# START OF Raw data
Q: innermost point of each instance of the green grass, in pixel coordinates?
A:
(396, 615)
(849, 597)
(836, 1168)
# END OF Raw data
# START OF Raw data
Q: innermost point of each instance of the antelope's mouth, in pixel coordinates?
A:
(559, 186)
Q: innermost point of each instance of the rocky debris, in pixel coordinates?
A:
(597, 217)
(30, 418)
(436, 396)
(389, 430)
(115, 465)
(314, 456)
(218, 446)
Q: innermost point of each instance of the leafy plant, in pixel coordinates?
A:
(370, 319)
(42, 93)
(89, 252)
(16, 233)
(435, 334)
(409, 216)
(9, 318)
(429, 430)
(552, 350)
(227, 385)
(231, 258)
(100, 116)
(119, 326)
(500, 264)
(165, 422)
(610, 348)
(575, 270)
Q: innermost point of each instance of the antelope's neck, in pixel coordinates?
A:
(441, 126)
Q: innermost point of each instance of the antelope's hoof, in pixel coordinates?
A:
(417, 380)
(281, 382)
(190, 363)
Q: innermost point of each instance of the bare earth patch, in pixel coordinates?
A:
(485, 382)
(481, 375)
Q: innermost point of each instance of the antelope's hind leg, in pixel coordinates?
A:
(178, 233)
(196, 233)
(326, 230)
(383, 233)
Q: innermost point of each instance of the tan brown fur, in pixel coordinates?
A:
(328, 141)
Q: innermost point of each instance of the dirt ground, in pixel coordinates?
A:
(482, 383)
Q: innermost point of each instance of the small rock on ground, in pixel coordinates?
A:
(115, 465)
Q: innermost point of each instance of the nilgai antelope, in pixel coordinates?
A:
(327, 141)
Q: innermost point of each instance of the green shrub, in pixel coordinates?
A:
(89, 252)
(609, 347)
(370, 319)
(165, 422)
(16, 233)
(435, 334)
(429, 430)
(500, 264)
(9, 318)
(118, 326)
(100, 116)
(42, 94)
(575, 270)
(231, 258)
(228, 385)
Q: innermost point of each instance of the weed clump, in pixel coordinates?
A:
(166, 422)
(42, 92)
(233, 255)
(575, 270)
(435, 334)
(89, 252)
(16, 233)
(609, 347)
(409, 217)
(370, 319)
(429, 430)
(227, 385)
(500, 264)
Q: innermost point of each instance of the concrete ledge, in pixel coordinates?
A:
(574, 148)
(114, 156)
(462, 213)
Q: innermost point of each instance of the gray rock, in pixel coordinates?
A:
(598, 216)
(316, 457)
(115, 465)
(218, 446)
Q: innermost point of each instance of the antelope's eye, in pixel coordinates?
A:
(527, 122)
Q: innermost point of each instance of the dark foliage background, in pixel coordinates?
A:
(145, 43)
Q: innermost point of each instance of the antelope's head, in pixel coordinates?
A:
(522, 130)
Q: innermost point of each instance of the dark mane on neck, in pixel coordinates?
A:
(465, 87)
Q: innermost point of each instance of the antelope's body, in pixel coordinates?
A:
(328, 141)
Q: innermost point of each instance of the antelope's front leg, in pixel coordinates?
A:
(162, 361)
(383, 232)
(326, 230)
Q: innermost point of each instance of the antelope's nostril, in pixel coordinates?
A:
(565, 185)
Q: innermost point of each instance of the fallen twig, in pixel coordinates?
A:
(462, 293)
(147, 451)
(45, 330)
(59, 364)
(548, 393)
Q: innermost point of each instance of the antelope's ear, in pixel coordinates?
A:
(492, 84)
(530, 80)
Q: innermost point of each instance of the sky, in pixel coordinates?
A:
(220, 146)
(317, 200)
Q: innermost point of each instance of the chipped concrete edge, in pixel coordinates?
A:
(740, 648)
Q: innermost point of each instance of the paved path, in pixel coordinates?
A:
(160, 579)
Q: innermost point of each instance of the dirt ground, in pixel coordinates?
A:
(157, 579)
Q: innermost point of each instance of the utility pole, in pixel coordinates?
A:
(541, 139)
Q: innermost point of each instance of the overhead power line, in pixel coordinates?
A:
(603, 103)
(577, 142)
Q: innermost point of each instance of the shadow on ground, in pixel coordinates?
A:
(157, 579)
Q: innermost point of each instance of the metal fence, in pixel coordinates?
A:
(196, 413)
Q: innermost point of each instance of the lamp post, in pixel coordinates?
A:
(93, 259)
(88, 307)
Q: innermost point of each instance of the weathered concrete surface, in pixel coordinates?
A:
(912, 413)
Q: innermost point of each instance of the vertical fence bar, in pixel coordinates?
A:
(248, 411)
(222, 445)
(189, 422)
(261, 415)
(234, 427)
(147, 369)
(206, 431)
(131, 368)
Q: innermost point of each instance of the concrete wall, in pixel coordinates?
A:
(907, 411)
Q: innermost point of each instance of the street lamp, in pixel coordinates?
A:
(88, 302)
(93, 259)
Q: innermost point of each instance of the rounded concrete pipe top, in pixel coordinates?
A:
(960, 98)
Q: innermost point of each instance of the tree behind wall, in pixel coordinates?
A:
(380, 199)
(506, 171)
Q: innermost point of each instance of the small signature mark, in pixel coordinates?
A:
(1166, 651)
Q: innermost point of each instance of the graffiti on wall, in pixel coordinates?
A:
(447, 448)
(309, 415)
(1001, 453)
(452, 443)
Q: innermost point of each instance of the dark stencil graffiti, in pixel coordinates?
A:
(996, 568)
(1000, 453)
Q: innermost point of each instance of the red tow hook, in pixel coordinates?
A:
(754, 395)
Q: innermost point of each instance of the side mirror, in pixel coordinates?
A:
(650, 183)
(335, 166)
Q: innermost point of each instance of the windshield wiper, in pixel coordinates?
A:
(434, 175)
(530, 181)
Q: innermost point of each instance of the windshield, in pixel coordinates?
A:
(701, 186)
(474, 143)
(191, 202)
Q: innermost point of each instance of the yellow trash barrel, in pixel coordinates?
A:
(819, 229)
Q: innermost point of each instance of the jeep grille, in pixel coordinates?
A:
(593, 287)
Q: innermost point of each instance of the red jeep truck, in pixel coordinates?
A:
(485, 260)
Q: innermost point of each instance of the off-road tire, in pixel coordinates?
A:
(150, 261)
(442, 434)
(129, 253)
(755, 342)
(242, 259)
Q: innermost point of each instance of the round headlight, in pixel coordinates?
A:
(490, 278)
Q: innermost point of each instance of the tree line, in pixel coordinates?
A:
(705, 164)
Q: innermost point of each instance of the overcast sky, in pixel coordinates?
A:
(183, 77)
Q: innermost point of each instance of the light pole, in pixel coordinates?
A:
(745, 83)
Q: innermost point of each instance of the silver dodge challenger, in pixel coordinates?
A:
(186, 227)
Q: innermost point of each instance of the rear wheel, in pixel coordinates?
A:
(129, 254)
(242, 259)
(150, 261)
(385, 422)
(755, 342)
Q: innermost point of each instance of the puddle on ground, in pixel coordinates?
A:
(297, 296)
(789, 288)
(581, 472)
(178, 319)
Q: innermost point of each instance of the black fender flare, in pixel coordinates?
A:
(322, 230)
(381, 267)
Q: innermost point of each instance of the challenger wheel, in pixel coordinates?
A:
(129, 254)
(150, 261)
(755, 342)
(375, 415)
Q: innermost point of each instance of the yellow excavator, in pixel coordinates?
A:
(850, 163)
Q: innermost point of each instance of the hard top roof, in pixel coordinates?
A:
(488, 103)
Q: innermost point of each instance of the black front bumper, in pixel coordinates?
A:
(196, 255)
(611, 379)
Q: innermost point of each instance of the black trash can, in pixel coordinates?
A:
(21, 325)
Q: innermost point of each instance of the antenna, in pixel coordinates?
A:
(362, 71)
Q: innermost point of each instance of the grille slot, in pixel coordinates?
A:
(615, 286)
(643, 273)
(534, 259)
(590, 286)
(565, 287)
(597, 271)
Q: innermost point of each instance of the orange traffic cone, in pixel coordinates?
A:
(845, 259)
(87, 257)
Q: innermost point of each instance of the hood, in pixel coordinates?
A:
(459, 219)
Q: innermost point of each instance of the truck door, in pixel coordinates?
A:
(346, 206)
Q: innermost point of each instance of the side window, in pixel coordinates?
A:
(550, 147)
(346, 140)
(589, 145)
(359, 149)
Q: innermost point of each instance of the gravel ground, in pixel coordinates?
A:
# END OF Raw data
> **The request**
Copy the listing word for word, from the line containing "Q: innermost point of each instance of the green grass, in" through the line containing "(836, 1168)", with both of those lines included.

> **Result**
Q: innermost point of each instance of the green grass, in pixel coordinates?
A:
(396, 615)
(849, 597)
(836, 1168)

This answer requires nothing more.